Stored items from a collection

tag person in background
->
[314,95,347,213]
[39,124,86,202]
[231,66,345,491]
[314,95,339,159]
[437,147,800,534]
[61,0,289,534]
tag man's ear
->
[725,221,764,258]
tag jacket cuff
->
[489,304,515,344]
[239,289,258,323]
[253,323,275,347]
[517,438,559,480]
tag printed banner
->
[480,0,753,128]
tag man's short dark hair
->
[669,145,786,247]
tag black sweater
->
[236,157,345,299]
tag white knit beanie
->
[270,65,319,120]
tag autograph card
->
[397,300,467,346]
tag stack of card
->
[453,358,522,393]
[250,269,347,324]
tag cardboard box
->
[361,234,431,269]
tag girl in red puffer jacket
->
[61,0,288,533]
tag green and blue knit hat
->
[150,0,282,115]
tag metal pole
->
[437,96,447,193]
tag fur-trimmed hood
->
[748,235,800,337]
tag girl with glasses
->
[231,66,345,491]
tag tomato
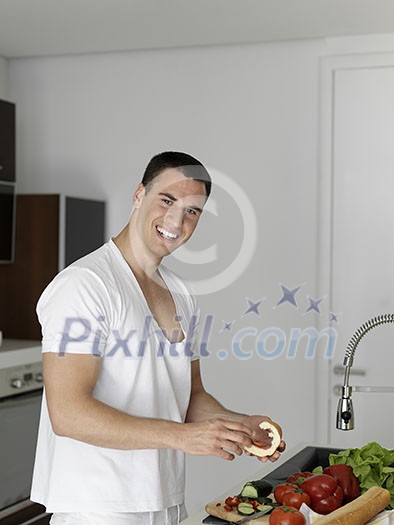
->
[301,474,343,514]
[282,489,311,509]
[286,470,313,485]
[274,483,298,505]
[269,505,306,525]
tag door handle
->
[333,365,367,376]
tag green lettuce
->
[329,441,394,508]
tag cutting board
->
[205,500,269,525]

--

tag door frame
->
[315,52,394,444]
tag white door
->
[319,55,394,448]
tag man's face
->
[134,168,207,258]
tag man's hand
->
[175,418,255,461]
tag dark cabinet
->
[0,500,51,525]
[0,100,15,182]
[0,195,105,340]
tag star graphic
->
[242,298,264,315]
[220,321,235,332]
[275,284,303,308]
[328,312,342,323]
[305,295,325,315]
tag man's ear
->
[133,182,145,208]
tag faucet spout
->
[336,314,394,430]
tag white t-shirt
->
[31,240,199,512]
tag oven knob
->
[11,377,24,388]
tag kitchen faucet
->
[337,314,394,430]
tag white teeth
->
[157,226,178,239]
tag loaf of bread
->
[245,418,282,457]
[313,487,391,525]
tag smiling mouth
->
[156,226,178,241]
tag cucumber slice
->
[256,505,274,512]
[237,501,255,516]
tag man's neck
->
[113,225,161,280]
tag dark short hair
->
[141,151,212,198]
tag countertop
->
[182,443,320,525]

--

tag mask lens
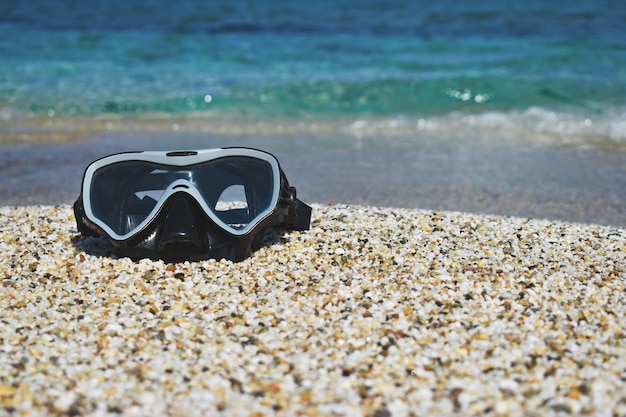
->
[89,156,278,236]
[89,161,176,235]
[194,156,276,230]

Task prompt => Format the lines as a Markdown table with the columns Row and Line. Begin at the line that has "tag jacket cuff", stop after the one that has "[269,505,306,525]", omit blank lines, and leave the pictures out.

Solved exercise =>
| Row | Line |
|---|---|
| 1 | tag jacket cuff |
| 2 | -> |
| 3 | [489,304,515,344] |
| 4 | [239,289,258,323] |
| 5 | [253,323,275,347] |
| 6 | [517,438,559,480] |
| 7 | tag printed banner |
| 8 | -> |
| 9 | [480,0,753,128] |
| 10 | tag man's short dark hair |
| 11 | -> |
| 12 | [669,145,786,247] |
| 13 | tag black sweater |
| 14 | -> |
| 15 | [236,157,345,299] |
| 16 | tag white knit beanie |
| 17 | -> |
| 18 | [270,65,319,120] |
| 19 | tag autograph card |
| 20 | -> |
| 21 | [397,300,467,346] |
| 22 | tag stack of card |
| 23 | -> |
| 24 | [453,358,522,393] |
| 25 | [250,269,347,324] |
| 26 | tag cardboard box |
| 27 | -> |
| 28 | [361,234,431,269] |
| 29 | tag girl in red puffer jacket |
| 30 | -> |
| 31 | [61,0,288,533] |
| 32 | tag green and blue knit hat |
| 33 | -> |
| 34 | [150,0,282,115] |
| 35 | tag metal pole |
| 36 | -> |
| 37 | [437,96,447,193] |
| 38 | tag fur-trimmed hood |
| 39 | -> |
| 40 | [748,235,800,337] |
| 41 | tag girl with glasses |
| 42 | -> |
| 43 | [231,66,345,491] |
| 44 | tag tomato |
| 45 | -> |
| 46 | [301,474,343,514] |
| 47 | [282,489,311,509] |
| 48 | [286,470,313,485] |
| 49 | [274,483,298,505] |
| 50 | [269,505,306,525] |